* _Records for this exercise_
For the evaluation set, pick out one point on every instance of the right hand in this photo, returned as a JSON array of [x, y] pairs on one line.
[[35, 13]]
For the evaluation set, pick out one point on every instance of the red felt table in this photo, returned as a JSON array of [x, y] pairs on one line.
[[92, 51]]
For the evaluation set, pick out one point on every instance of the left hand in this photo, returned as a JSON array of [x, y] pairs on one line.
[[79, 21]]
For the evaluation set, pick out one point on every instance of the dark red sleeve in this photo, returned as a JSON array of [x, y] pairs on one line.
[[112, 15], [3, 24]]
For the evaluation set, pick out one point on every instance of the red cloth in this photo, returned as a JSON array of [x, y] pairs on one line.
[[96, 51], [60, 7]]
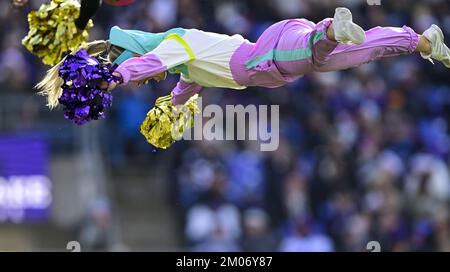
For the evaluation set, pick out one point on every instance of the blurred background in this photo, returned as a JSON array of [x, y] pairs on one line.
[[363, 155]]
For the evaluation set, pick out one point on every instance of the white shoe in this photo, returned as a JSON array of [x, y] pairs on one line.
[[345, 31], [439, 51]]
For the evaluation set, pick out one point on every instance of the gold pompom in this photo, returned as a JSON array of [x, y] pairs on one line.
[[53, 31], [166, 123]]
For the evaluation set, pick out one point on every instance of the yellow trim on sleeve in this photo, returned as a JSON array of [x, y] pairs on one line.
[[182, 42]]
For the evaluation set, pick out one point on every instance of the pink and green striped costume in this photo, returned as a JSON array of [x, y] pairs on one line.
[[285, 52]]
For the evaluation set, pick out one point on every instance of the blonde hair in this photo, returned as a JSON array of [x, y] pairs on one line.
[[50, 85]]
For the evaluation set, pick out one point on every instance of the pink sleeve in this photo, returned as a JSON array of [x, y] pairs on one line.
[[140, 68], [183, 91]]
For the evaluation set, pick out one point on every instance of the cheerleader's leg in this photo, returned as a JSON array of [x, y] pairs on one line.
[[381, 42]]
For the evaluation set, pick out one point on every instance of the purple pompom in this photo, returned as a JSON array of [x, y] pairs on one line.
[[82, 98]]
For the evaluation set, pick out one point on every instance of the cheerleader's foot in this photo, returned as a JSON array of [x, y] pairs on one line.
[[345, 31]]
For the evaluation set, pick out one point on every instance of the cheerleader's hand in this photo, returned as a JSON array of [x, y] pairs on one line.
[[19, 3], [110, 86]]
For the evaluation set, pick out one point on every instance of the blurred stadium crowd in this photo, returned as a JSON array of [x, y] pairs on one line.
[[363, 155]]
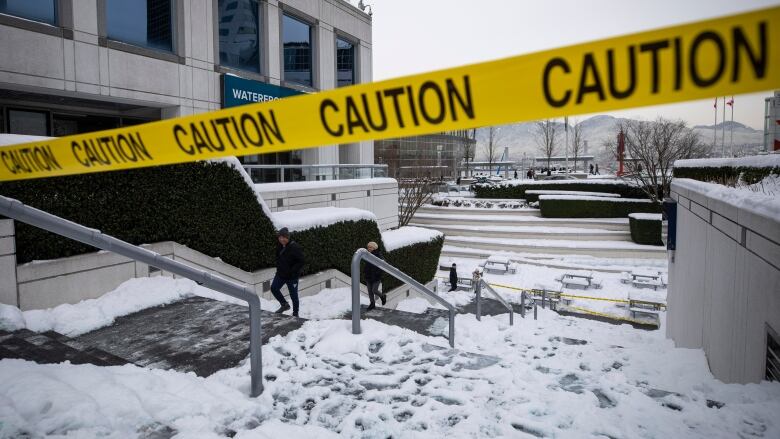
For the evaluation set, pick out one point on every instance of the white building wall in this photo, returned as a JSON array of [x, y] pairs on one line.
[[724, 283]]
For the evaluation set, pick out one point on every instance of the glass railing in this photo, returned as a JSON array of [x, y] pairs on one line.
[[292, 173]]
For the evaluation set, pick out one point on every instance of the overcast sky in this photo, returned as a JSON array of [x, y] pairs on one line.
[[413, 36]]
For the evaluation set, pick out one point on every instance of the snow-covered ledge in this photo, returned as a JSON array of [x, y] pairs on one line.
[[724, 283]]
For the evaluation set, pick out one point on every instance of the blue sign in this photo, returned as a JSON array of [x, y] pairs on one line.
[[239, 91]]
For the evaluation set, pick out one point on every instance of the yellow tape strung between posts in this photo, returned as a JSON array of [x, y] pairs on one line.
[[730, 55]]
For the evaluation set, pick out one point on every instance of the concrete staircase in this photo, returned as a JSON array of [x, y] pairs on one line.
[[479, 233]]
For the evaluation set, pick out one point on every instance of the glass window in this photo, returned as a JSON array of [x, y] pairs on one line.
[[33, 123], [44, 11], [345, 62], [296, 37], [147, 23], [239, 34]]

* _Written problem_
Copy out all the records above word for word, with the picture markers removed.

* _Result for this task_
For the evaluation set, pick out one point on every instance of the right hand in this photo, returned as a JSON array of [x, y] pairs on one line.
[[35, 13]]
For the evaluation set, pick out one point on every instance of the red felt table in this photo, returned as a JSON array of [x, y] pairs on one line.
[[92, 51]]
For the evaluation set, pick out one point on every instance of the left hand in this photo, returned as a JSON array of [x, y] pairs on one line.
[[79, 21]]
For the evaluation set, pick out one point on every instance of the dark red sleeve in this photo, returned as a JSON array of [x, y] pairs on one line.
[[112, 15], [3, 24]]
For the evaluation set, pick out one point on every instance of the red cloth in this photo, returned as a JSON array of [x, y] pairs on one line.
[[96, 51], [60, 7]]
For the evaluation set, pick out one point on every instance of the blurred background in this photo, returned as a JSON array of [x, y] pairs on one line.
[[363, 155]]
For the evaluation set, pick out one point on every instance of the white shoe in this photo, returned as a JSON array of [x, y] pairs on one line.
[[345, 31], [439, 51]]
For the evaluation set, pick out one point on every instance of the gold pompom in this photo, returned as a JSON array of [x, y] pairs on one line.
[[53, 31], [166, 123]]
For the evaluation set, pick out one point on every instance of the yellow trim on sleeve in this photo, returned as a JSON array of [x, y] pairs on one line.
[[182, 42]]
For the evaluation set, pick out one point on every instance of the pink and green striped costume in this photo, returned as a JSON array of [x, y] pairs on one line.
[[285, 52]]
For the evaluation set, pick out one point on every instance of the blonde hair in this photo, returned as a JSON array of [x, y] pairs on one line.
[[50, 85]]
For the evaluation set, pick out one point on every instance of the pink sleeve in this photo, returned as a JSON array of [x, y] pairs on one line.
[[140, 68], [183, 91]]
For the evaluation set, pick out one point on every instance of the cheerleader's leg in this photo, returned as a JSON array of [x, y] pairs on one line.
[[381, 42]]
For the evaluation set, pick out one point on every instance of the purple pompom in this photo, returned as a JSON array of [x, y] pairs on one line.
[[82, 98]]
For the evaluation set, pick out one point on every instance of the cheerleader's foot in this photo, returned as a JSON array of [x, y] pairs on one line.
[[345, 31]]
For the evaluation set, pick out one point on every instance of the cheerleader's hand in this photo, returned as a JSON array of [x, y] pairs on one line.
[[19, 3], [110, 86]]
For the evaluation set, pick out one point on every instance of the blurred stadium crowd in this photo, returned as a JSON array of [x, y] pairs on one line.
[[363, 155]]
For the evaluation set, pick out one point on every instance of the white building wall in this photo, returned as a JSON array of [x, y] pairs on one line.
[[724, 283]]
For the evaluation set, pick out one point on every instance of the glass railing in this photo, returned as a JSON array of [x, y] pairs on one line.
[[292, 173]]
For the evaluation set, pick out one point on every instance of the overcast sky in this photo, returned as a JSON array of [x, y] pairs on one line.
[[413, 36]]
For the evaluation set, pick out one point on every instance of the snow-covered ledge in this photo, returned as a JSON array of [x, y] pairs on one line.
[[724, 283]]
For the evaluation set, pick out one point on every instance of the blue sign in this photo, returned as a JSON array of [x, y] pairs on one line.
[[239, 91]]
For the evaluation set, pick out one point on every instance of the yellow tape strung between posts in this photo, returned as a JSON array of [x, y] pairs on one line.
[[730, 55]]
For the evaluation set, pick out one point on every instance of the concrete staircase in this photo, returned as a JSON array of [x, y] pairs on one line.
[[479, 233]]
For the evaluation set, pick out one point on every instance of the glass window in this photo, returned as a JSON array of [x, y] pairs on one line.
[[33, 123], [44, 11], [345, 62], [296, 37], [147, 23], [239, 34]]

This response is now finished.